Laristan's was GPJU, which sticks with me because it was consistently read as GPWX by many coast stations. And it wasn't my morse (honest, guv,he said pugnaciously) because I used to make d**n sure it was spaced out correctly after the first few GPWXs came back to me. The Chief R/O had the same problem as well, and I was once waiting behind Laristan on GKB5 and heard the mix-up again.
Of coast stations, I always feel - and it may be bias - that GND flows along nicely....


----------



## K urgess (Aug 14, 2006)

Thanks Mimcoman. (Thumb)
Wasn't that far out then.[=P]

I QSO'd 9YL Trinidad. I've got a note about 8PO but she was an OBS ship so it could be anywhere.

Cheers
Kris


----------



## Clive Kaine (Apr 8, 2008)

Mimcoman said:


> The Akaroa had GVVV, which was nice to send.
> Laristan's was GPJU, which sticks with me because it was consistently read as GPWX by many coast stations. And it wasn't my morse (honest, guv,he said pugnaciously) because I used to make d**n sure it was spaced out correctly after the first few GPWXs came back to me. The Chief R/O had the same problem as well, and I was once waiting behind Laristan on GKB5 and heard the mix-up again.
> Of coast stations, I always feel - and it may be bias - that GND flows along nicely....


Of all the ships I sailed on, I remember Garmula/GPEA as being a lovely rhythmic callsign to send


----------



## King Ratt (Aug 23, 2005)

My favourite nicely flowing c/s was RFA Tidespring / GJMC.


----------



## Ron Stringer (Mar 15, 2005)

R651400 said:


> ..and here's another for the oracle.
> Some coast stations with calls directly linked to their geographical position. GNF GNI, GLD, GPK, GCC, GIL, Outsiders GKZ, GND, GKR, GNE, GLV.


GLV was originally in Liverpool (well, Seaforth) and was relocated to Anglesey during the 1950s (not sure of the exact date). Gave better coverage of the Irish Sea from there. So GLV was geographically appropriate (until they moved it, that is).


----------



## Degema (Oct 31, 2006)

One of my favourites was Vibex/GTNL.


----------



## K urgess (Aug 14, 2006)

Having just practiced all my callsigns (Sad) they all still flow off the key. I think the only one I didn't like was GXSK/Fremantle Star but the run and the ship more than made up for that. (Thumb)

◇ ◇ ◇

# Exercise requirements
1 - How would you render this sentence from the forum thread on ship callsigns in Spanish: "The Chief R/O had the same problem as well, and I was once waiting behind Laristan on GKB5 and heard the mix-up again."
2 - Can you sum up the forum thread on ship callsigns in two sentences?
3 - Could you write the next reply in the forum thread on ship callsigns, picking up after its last post?

◇ ◇ ◇

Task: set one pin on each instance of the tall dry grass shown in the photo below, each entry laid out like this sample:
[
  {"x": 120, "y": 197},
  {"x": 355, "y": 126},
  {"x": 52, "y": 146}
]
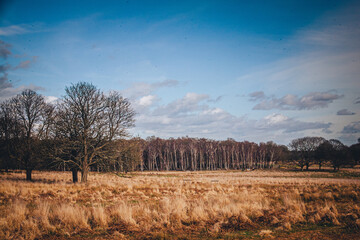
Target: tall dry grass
[{"x": 173, "y": 202}]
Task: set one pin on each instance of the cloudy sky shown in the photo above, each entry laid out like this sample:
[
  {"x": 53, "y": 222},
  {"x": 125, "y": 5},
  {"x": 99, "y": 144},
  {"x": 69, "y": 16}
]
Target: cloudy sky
[{"x": 249, "y": 70}]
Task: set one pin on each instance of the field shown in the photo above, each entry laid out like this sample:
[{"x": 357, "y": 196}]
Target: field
[{"x": 274, "y": 204}]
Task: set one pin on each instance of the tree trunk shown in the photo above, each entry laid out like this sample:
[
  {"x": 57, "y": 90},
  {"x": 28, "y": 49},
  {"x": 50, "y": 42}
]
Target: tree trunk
[
  {"x": 28, "y": 174},
  {"x": 84, "y": 173},
  {"x": 75, "y": 175}
]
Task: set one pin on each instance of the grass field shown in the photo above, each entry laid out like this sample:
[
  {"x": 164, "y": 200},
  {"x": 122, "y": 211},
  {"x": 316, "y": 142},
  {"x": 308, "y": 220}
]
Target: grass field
[{"x": 182, "y": 205}]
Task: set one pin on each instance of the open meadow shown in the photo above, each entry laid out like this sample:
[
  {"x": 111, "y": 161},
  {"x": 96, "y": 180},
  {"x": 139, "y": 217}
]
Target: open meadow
[{"x": 273, "y": 204}]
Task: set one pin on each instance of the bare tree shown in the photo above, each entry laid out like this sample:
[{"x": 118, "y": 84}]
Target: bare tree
[
  {"x": 97, "y": 120},
  {"x": 304, "y": 150},
  {"x": 33, "y": 117}
]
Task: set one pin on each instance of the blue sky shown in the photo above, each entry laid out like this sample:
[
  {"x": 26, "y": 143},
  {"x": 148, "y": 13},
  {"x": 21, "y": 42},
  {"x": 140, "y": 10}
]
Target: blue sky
[{"x": 249, "y": 70}]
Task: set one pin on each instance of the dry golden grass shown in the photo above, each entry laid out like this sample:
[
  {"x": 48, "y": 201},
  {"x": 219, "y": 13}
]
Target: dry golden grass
[{"x": 172, "y": 203}]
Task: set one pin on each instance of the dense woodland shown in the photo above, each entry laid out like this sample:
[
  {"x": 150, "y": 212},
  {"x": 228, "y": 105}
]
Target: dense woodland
[{"x": 86, "y": 131}]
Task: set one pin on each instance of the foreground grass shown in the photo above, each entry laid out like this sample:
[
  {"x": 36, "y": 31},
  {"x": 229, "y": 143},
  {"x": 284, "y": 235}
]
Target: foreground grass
[{"x": 182, "y": 205}]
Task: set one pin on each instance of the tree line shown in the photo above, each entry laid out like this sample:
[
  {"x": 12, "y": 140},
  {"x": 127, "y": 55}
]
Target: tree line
[{"x": 87, "y": 129}]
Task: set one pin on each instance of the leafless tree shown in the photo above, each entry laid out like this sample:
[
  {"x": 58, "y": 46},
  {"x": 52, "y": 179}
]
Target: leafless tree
[
  {"x": 304, "y": 150},
  {"x": 96, "y": 120},
  {"x": 34, "y": 117}
]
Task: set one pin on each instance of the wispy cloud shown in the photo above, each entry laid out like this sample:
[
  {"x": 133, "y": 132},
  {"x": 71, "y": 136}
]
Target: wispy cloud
[
  {"x": 20, "y": 29},
  {"x": 4, "y": 49},
  {"x": 352, "y": 128},
  {"x": 357, "y": 100},
  {"x": 192, "y": 116},
  {"x": 141, "y": 89},
  {"x": 345, "y": 112},
  {"x": 309, "y": 101},
  {"x": 7, "y": 89}
]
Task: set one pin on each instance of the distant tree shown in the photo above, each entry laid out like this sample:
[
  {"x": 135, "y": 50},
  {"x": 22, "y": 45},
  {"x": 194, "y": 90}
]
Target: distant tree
[
  {"x": 9, "y": 131},
  {"x": 355, "y": 152},
  {"x": 338, "y": 154},
  {"x": 304, "y": 150},
  {"x": 33, "y": 117},
  {"x": 322, "y": 153},
  {"x": 98, "y": 120},
  {"x": 129, "y": 154}
]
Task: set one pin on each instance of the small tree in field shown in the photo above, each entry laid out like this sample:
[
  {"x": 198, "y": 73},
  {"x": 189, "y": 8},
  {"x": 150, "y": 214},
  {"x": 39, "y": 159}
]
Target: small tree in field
[
  {"x": 304, "y": 150},
  {"x": 32, "y": 118},
  {"x": 96, "y": 121}
]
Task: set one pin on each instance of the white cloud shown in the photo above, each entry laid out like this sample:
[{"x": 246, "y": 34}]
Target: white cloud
[
  {"x": 50, "y": 99},
  {"x": 147, "y": 100},
  {"x": 20, "y": 29},
  {"x": 345, "y": 112},
  {"x": 191, "y": 116},
  {"x": 312, "y": 100}
]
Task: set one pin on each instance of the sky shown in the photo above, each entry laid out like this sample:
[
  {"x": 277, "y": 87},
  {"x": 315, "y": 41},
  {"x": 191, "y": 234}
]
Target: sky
[{"x": 248, "y": 70}]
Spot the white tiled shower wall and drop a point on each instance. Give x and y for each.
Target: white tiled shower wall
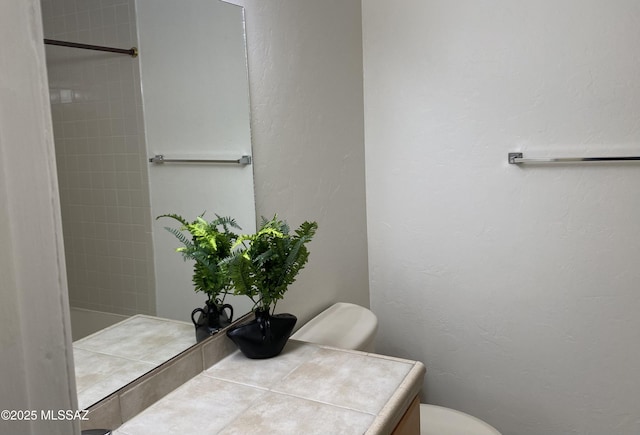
(101, 156)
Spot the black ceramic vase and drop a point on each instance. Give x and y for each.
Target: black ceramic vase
(213, 317)
(264, 336)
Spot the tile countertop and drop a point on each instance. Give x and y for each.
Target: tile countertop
(308, 389)
(111, 358)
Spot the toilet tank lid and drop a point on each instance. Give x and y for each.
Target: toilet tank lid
(342, 325)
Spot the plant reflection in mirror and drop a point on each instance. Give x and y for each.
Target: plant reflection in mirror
(207, 243)
(267, 262)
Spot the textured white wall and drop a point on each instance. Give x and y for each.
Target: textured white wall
(516, 286)
(305, 76)
(36, 362)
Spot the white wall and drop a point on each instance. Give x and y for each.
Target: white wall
(305, 76)
(516, 286)
(196, 105)
(36, 362)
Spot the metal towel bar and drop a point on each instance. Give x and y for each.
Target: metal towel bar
(159, 158)
(518, 159)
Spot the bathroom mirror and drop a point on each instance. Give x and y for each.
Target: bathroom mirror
(185, 96)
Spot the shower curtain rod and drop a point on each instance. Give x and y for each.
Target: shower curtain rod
(518, 159)
(133, 51)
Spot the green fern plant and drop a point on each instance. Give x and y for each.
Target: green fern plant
(267, 262)
(208, 244)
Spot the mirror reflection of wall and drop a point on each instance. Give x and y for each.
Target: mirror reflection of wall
(116, 253)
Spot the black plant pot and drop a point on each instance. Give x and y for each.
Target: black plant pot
(213, 317)
(264, 336)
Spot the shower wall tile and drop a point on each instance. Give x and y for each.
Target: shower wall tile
(98, 127)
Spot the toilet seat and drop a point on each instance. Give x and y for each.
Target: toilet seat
(438, 420)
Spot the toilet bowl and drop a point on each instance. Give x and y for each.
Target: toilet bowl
(349, 326)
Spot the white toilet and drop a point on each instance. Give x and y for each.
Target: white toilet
(349, 326)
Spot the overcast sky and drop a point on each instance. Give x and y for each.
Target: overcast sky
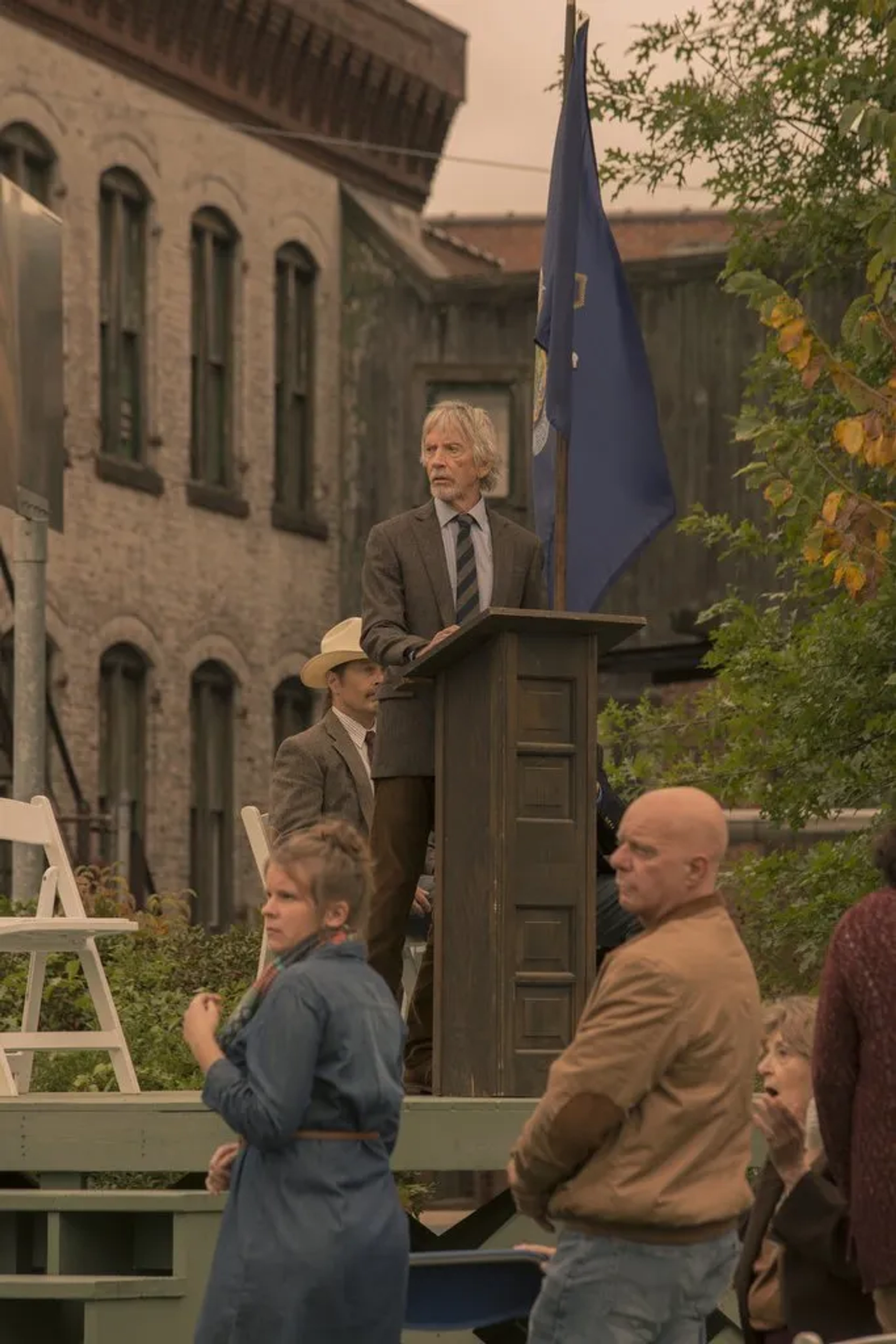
(514, 54)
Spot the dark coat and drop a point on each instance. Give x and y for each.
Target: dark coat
(407, 600)
(855, 1077)
(319, 773)
(820, 1284)
(314, 1245)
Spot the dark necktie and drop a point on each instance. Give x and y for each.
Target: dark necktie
(468, 585)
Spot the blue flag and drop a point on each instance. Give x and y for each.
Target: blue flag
(592, 380)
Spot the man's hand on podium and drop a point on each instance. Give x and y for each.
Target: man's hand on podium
(436, 640)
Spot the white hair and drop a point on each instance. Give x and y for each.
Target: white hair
(476, 428)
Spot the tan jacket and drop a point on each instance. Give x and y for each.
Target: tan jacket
(319, 773)
(671, 1035)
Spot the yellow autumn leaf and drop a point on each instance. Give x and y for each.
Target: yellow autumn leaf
(800, 355)
(832, 506)
(849, 435)
(855, 578)
(791, 334)
(782, 312)
(813, 546)
(874, 450)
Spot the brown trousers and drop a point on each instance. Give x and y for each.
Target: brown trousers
(404, 814)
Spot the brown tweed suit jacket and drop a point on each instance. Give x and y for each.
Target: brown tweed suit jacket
(319, 773)
(406, 600)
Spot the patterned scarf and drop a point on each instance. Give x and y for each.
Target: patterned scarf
(250, 1003)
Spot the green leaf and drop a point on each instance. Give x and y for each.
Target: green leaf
(851, 117)
(854, 315)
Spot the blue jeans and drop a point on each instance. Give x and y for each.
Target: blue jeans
(608, 1291)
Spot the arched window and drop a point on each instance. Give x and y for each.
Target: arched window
(293, 705)
(123, 754)
(124, 205)
(214, 285)
(211, 815)
(28, 159)
(294, 283)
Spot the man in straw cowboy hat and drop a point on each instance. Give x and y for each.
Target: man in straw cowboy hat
(326, 771)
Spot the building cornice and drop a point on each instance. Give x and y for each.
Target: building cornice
(375, 70)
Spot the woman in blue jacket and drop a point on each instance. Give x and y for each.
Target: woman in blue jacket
(314, 1245)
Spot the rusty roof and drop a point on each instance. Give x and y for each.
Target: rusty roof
(475, 244)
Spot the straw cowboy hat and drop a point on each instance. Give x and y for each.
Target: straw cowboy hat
(342, 644)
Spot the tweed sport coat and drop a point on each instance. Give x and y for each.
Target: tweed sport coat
(407, 600)
(319, 773)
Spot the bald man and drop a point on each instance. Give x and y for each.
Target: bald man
(638, 1151)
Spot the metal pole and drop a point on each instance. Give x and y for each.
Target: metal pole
(123, 837)
(30, 699)
(562, 457)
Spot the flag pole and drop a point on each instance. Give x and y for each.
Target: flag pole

◇ ◇ ◇

# Answers for the exercise
1 - El R/O jefe también tuvo el mismo problema, y una vez estaba esperando detrás del Laristan en GKB5 y volví a oír la confusión.

2 - Posters recall the callsigns of ships they served on and name their favorites to send, such as Garmula/GPEA, RFA Tidespring/GJMC and Vibex/GTNL, while one notes that Laristan's GPJU was repeatedly read as GPWX by coast stations. Another explains that coast station GLV was originally in Liverpool (Seaforth) and was moved to Anglesey in the 1950s, which gave better coverage of the Irish Sea.

3 -
Easiest one seems to be the world's favourite tanker to which I have a definite link. Rolls easily off the cuff GSSJ/Cerinthus probably because it's one dash out from being a palindrome. [=P]


----------



## Ron Stringer (Mar 15, 2005)

Marconi Sahib said:


> I think the only one I didn't like was GXSK/Fremantle Star but the run and the ship more than made up for that.


Was on one ship with a similar c/s. When I first joined the ''Bretwalda'' didn't like GXPX but it grew on me.


----------



## non descript (Nov 18, 2005)

Marconi Sahib said:


> Having just practiced all my callsigns (Sad) they all still flow off the key. I think the only one I didn't like was GXSK/Fremantle Star but the run and the ship more than made up for that. (Thumb)
> Easiest one seems to be the world's favourite tanker to which I have a definite link. Rolls easily off the cuff GSSJ/Cerinthus probably because it's one dash out from being a palindrome. [=P]


Aaaaaaah. Now there is a link with the past (==D)


----------



## Ian (Mar 27, 2004)

Couple of absolute beauties for the rhythm:-

St Essylt/GBSW

St Helena/GBTJ (my particular favourite)

Saxonia/GSJS wasn't half bad either. Worst...Gladstone Star/GCJH and Scottish Trader/GHXU. Saw somebody mention Beechmore earlier, also pretty good at MTQW.


----------



## Reef.Runner (May 20, 2008)

A real lazy one:

Fort Sandusky/MAMT

I always wanted a ham radio call ending ESE - not achieved it yet!!


----------



## R58484956 (Apr 19, 2004)

Fort Rosalie = MNXI the "I" in my book is slightly faded and could even be an "L"


----------



## Roger Bentley (Nov 15, 2005)

*Fort Rosalie*



R651400 said:


> Thanks Brian, was hoping it might be another MA. MNXL most likely but vowels did creep into the M series viz call signs of her sisters. Hny.


M, I can confirm it is MNXL. Cheers Roger


----------



## R58484956 (Apr 19, 2004)

SS Eumaeus 7308 tons Built 1943, Ex Samnesse. Code flags GBZJ
PS Details as 1953/4, ship under Glen line.


----------



## Roger Bentley (Nov 15, 2005)

*Elpenor*



R651400 said:


> Thanks Roger. Another I remember was MAEM P&O cargo ship but the name his disappeared from the RAM. Blue Funnel M's from memory were Antilochus/MBLK and Eumaeus/MWRT. I always get Eumaeus and Elpenor mixed up but think latter was GRLC. Canst cfm imi.


M, Confirm Elpenor was GRLC. Cheers, Roger


----------



## R58484956 (Apr 19, 2004)

MAEM = P&O = MV SOUDAN. 9080t Built 1948.


----------



## double acting (Sep 14, 2008)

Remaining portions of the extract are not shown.